◆ Extracted material:
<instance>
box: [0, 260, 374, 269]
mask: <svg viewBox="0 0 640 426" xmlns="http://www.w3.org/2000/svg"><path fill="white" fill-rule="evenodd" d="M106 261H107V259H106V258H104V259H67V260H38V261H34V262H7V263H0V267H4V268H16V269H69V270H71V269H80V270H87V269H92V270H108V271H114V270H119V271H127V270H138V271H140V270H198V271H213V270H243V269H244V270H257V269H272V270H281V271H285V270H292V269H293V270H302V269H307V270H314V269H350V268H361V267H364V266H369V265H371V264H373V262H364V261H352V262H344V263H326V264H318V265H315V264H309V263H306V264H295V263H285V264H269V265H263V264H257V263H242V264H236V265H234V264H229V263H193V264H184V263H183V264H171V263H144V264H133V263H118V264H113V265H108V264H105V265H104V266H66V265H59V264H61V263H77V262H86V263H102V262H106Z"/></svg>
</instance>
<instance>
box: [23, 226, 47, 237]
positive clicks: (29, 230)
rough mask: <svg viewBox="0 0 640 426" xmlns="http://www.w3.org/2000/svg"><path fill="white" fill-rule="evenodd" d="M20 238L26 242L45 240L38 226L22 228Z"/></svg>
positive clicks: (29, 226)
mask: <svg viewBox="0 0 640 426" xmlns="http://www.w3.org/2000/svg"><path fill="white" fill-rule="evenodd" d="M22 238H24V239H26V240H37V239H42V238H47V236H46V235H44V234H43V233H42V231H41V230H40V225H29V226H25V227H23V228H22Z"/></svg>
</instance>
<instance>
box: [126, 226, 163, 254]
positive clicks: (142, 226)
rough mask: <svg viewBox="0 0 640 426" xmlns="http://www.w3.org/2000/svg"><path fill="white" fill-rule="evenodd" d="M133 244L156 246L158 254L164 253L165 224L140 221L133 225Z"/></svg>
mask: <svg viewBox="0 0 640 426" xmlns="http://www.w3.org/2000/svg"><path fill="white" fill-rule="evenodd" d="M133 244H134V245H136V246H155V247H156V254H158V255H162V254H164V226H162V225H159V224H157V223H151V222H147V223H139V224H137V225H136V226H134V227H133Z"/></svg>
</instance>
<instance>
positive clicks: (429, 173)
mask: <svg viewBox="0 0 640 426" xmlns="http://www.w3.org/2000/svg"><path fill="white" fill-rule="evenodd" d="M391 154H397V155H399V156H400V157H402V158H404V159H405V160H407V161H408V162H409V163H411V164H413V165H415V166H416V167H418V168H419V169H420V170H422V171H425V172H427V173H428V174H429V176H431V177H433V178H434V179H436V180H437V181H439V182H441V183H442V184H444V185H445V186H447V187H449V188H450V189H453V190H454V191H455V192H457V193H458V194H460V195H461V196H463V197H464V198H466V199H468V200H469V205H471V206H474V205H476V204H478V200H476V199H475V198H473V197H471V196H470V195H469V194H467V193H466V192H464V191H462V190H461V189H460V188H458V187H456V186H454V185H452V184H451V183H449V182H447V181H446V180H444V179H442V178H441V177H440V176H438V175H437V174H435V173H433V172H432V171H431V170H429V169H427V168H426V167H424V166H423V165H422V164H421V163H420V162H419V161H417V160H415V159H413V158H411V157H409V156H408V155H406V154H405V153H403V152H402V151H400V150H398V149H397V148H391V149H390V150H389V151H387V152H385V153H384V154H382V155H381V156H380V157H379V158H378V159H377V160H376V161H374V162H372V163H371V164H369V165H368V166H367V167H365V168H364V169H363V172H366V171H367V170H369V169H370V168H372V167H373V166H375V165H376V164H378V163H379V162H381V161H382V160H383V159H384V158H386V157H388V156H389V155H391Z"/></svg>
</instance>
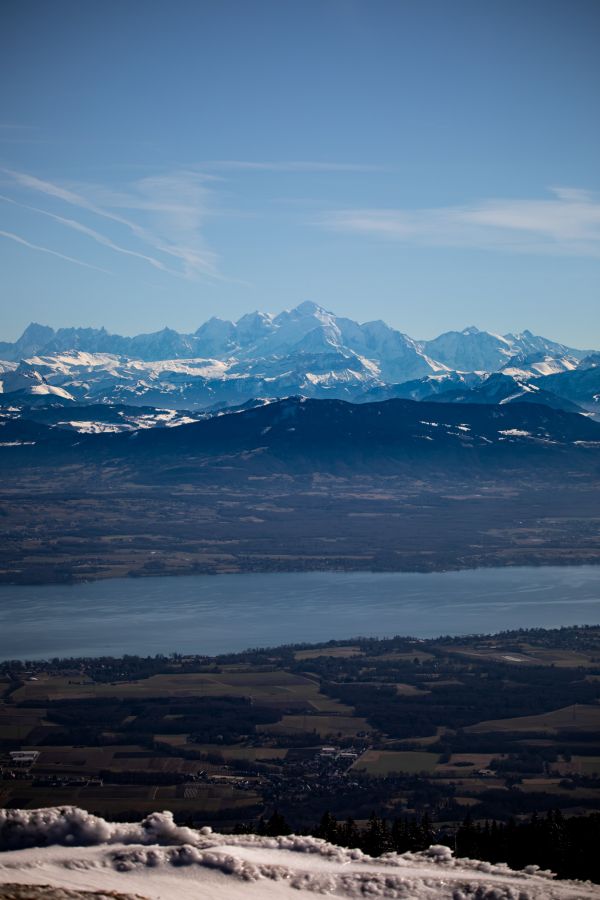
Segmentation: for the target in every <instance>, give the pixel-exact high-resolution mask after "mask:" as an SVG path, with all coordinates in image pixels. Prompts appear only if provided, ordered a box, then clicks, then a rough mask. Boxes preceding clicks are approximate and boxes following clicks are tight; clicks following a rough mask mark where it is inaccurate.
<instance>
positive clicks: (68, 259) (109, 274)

◆ Your objective: Return, exactly as they stand, all of the lines above, but not the pictures.

◆ Response:
<instance>
box: [0, 260, 374, 269]
mask: <svg viewBox="0 0 640 426" xmlns="http://www.w3.org/2000/svg"><path fill="white" fill-rule="evenodd" d="M106 261H107V259H106V258H104V259H67V260H38V261H34V262H7V263H0V267H4V268H16V269H69V270H71V269H80V270H87V269H92V270H108V271H114V270H119V271H127V270H138V271H140V270H198V271H213V270H243V269H244V270H257V269H272V270H281V271H285V270H292V269H293V270H302V269H307V270H314V269H350V268H361V267H364V266H369V265H371V264H373V262H364V261H352V262H344V263H326V264H318V265H315V264H309V263H306V264H295V263H285V264H269V265H263V264H257V263H242V264H236V265H234V264H229V263H193V264H184V263H183V264H171V263H144V264H133V263H118V264H113V265H108V264H105V265H104V266H66V265H59V264H61V263H77V262H86V263H102V262H106Z"/></svg>
</instance>
<instance>
box: [23, 226, 47, 237]
positive clicks: (29, 230)
rough mask: <svg viewBox="0 0 640 426" xmlns="http://www.w3.org/2000/svg"><path fill="white" fill-rule="evenodd" d="M20 238L26 242L45 240L38 226L22 228Z"/></svg>
positive clicks: (29, 226)
mask: <svg viewBox="0 0 640 426" xmlns="http://www.w3.org/2000/svg"><path fill="white" fill-rule="evenodd" d="M22 238H24V239H26V240H37V239H42V238H47V236H46V235H44V234H43V233H42V231H41V230H40V225H29V226H25V227H23V228H22Z"/></svg>
</instance>
<instance>
box: [126, 226, 163, 254]
positive clicks: (142, 226)
rough mask: <svg viewBox="0 0 640 426" xmlns="http://www.w3.org/2000/svg"><path fill="white" fill-rule="evenodd" d="M133 244L156 246L158 254L164 253L165 224L140 221L133 225Z"/></svg>
mask: <svg viewBox="0 0 640 426" xmlns="http://www.w3.org/2000/svg"><path fill="white" fill-rule="evenodd" d="M133 244H134V245H136V246H155V247H156V254H158V255H162V254H164V226H162V225H159V224H157V223H151V222H147V223H139V224H137V225H136V226H134V227H133Z"/></svg>
</instance>
<instance>
positive clicks: (429, 173)
mask: <svg viewBox="0 0 640 426" xmlns="http://www.w3.org/2000/svg"><path fill="white" fill-rule="evenodd" d="M391 154H397V155H399V156H400V157H402V158H404V159H405V160H407V161H408V162H409V163H411V164H413V165H415V166H416V167H418V168H419V169H420V170H422V171H425V172H427V173H428V174H429V176H431V177H433V178H434V179H436V180H437V181H439V182H441V183H442V184H444V185H445V186H447V187H449V188H450V189H453V190H454V191H455V192H457V193H458V194H460V195H461V196H463V197H464V198H466V199H468V200H469V205H471V206H474V205H476V204H478V200H476V199H475V198H473V197H471V196H470V195H469V194H467V193H466V192H464V191H462V190H461V189H460V188H458V187H456V186H454V185H452V184H451V183H449V182H447V181H446V180H444V179H442V178H441V177H440V176H438V175H437V174H435V173H433V172H432V171H431V170H429V169H427V168H426V167H424V166H423V165H422V164H421V163H420V162H419V161H417V160H415V159H413V158H411V157H409V156H408V155H406V154H405V153H403V152H402V151H400V150H398V149H397V148H391V149H390V150H389V151H387V152H385V153H384V154H382V155H381V156H380V157H379V158H378V159H377V160H376V161H374V162H372V163H371V164H369V165H368V166H367V167H365V168H364V169H363V172H366V171H367V170H369V169H370V168H372V167H373V166H375V165H376V164H378V163H379V162H381V161H382V160H383V159H384V158H386V157H388V156H389V155H391Z"/></svg>
</instance>
Segmentation: for the target in every <instance>, give the pixel-exact high-resolution mask after "mask:" as an SVG path, with all coordinates in image pixels. Prompts appear only if provided, ordered a box, then clicks, then a rough mask. Boxes preceding clicks are approximate and boxes following clicks are tight; clicks following a rough mask mark where it is inaccurate.
<instance>
positive clicks: (68, 259) (109, 274)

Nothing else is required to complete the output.